**DIRECTIONS**.
Print every line exactly as it appears in the material below.

**PROVIDED RECORDS**.
____________
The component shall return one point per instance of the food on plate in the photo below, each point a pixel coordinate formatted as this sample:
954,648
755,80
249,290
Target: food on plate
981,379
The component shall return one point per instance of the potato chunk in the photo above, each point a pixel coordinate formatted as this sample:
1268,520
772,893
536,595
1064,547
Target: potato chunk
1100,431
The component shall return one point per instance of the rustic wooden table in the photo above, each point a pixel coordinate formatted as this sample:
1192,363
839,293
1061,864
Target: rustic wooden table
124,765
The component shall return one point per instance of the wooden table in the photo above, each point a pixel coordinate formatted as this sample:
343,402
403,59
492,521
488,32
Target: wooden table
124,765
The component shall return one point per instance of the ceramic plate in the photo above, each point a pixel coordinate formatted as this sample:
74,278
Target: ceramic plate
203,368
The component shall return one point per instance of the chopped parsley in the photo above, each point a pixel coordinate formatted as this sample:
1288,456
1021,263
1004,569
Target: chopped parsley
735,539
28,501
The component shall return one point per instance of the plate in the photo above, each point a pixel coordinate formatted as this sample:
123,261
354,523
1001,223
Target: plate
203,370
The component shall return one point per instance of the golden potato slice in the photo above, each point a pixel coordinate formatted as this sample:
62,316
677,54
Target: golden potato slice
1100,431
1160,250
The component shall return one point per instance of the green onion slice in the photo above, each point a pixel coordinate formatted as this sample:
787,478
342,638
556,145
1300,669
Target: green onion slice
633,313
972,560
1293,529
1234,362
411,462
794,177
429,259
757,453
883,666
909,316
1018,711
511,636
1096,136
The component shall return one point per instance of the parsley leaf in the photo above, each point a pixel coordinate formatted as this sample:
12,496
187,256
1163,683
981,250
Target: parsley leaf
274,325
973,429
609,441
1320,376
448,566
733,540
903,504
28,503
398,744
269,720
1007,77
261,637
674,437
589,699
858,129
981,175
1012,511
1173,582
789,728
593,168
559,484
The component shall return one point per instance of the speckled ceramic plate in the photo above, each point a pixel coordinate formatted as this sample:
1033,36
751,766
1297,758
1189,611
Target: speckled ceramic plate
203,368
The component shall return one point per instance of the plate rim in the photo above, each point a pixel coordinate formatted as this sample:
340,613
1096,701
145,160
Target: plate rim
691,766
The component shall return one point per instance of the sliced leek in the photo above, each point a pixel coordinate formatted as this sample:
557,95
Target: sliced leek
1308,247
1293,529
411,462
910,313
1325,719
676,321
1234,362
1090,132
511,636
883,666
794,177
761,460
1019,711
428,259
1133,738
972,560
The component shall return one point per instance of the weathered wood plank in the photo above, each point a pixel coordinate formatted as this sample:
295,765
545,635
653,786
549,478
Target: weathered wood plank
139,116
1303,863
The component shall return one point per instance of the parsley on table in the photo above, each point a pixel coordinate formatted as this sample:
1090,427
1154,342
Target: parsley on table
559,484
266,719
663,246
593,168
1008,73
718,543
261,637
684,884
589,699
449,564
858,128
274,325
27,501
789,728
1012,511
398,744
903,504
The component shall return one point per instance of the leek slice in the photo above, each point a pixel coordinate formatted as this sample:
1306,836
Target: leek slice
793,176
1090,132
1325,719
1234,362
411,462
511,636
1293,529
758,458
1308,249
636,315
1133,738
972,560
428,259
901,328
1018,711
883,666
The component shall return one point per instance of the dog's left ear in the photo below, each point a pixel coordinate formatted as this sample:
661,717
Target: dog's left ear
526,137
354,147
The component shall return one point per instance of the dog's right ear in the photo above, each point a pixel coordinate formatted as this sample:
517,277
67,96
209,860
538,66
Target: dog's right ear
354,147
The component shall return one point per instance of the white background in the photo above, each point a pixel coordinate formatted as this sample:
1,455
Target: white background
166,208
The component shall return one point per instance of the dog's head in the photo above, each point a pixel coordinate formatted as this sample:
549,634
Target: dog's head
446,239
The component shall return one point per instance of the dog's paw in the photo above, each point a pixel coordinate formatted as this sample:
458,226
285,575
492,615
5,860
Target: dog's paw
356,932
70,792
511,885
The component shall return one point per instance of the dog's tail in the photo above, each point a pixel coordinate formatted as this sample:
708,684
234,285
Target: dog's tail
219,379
____________
**ANSWER TO THIS PROBLEM**.
The component shall return one point per instance of the food on plate in the photo below, each point a pixel coordinate formatted as this sample:
954,648
755,80
249,290
Target: food on plate
981,379
The component shall return one point per instance of the potato chunk in the photo above, each point a pixel coordinate formatted as this sample:
1268,520
772,893
536,595
1064,547
Target: potato chunk
1100,431
The component shall return one point per instance of the rustic wooden table in the photo above, each point a pixel coordinate formatted as this sample:
1192,363
839,293
1061,864
Target: rustic wooden table
124,765
The component shall return one point per instance of the wooden table in the photo above, each point a pixel coordinate formatted as this sample:
343,402
403,59
492,521
488,32
Target: wooden table
124,765
The component shall return one point per instance of the ceramic plate in the photo above, each point a pixel coordinate formatted as this sample:
74,278
Target: ceramic plate
203,368
The component shall return one point per instance of the chopped parsley in the photo above, each point a pixel coordinate formatted as this sample:
1288,456
1021,263
1004,569
Target: chopped parsley
735,539
28,501
The component shall return one point per instance of the plate in the photo above, each point a pixel coordinate formatted as this sample:
123,261
354,523
1001,223
Target: plate
203,370
The component shall return one point per instance of the golden potato slice in the photo above, each point a pixel coordinate formatted as this sample:
62,316
677,54
Target: golden potato slice
1100,431
1160,250
The component shall return one point per instance of the green onion slice in the photo above, each point a pixel coordinate formatted as this sample:
787,478
342,638
556,145
1300,669
Target: green onion slice
633,313
972,560
1293,529
1234,362
411,462
794,177
429,259
757,453
883,666
909,316
1018,711
511,636
1096,136
The component shall return one point per instance of the parsley leaf in the photo above, each point a pixel coordinate formatted as this sample:
12,496
187,256
1163,683
981,250
Target: parsley leaf
274,325
973,429
609,441
1320,376
448,566
733,540
903,504
28,503
398,744
269,720
1007,77
261,637
674,437
589,699
858,129
981,175
1012,511
1173,582
789,728
593,168
559,484
The component shall return one point per instance of the speckled ceramic plate in the photo above, each point a pixel coordinate formatted as this sample:
1033,36
751,766
1297,758
1189,611
Target: speckled ceramic plate
203,368
The component shall return one point per instance of the plate rim in the photo above, each point a pixel coordinate formatted as this sample:
340,613
1096,701
145,160
Target: plate rim
691,766
The component shall return one point per instance of the sliced leek in the photo above, each point a pixel coordinate formatted as this sample:
557,95
Target: sliced leek
1308,247
1293,529
411,462
910,313
1325,719
676,321
1234,362
1090,132
511,636
883,666
794,177
761,460
1019,711
428,259
1133,738
972,560
The component shall return one point per instance of the weathered wood plank in the photo above, each point a pixel coordinate formatted as this sample:
295,765
545,635
653,786
549,478
Target: weathered wood plank
139,116
1303,863
The component shall return one point per instance of the parsley on table in the photo above, each point a pixel coordinate formatted as this sample:
1090,427
1154,342
Target: parsley on table
559,484
266,719
663,246
593,168
1008,73
718,543
261,637
684,884
589,699
449,564
858,128
274,325
27,501
789,728
1012,511
398,744
903,504
The component shall return one point per instance of the leek slice in the photo above, each point a pixel coordinate formatted as this sample:
1306,836
Target: leek slice
793,176
1090,132
1325,719
1234,362
411,462
511,636
1293,529
758,458
1308,249
636,315
1133,738
972,560
428,259
901,328
1018,711
883,666
The component shall return one point per instance of the dog's left ear in the photo below, each point a pixel coordinate formatted as this sample:
661,717
Target: dog's left ear
526,137
354,147
The component shall return one point per instance of the dog's right ear in the photo above, each point a pixel coordinate formatted as this sample:
517,277
67,96
209,860
538,66
Target: dog's right ear
354,147
The component shall return one point per instance of the white background in the photo above, each point a pixel coordinate formatted as this sample:
1,455
Target: white background
166,208
The component shall return one point per instance of the dog's head in the photo above, each point a pixel coordinate formatted as this sample:
549,634
Target: dog's head
446,239
The component shall return one point per instance of the dog's paw in the photo above, each point a pixel coordinate formatted as this sample:
458,226
285,575
492,615
5,860
Target: dog's paw
356,932
70,792
511,885
The component shall return one point per instance of the dog's tail in the photo above, each point a pixel coordinate formatted as this sample:
708,684
234,285
Target: dog's tail
219,379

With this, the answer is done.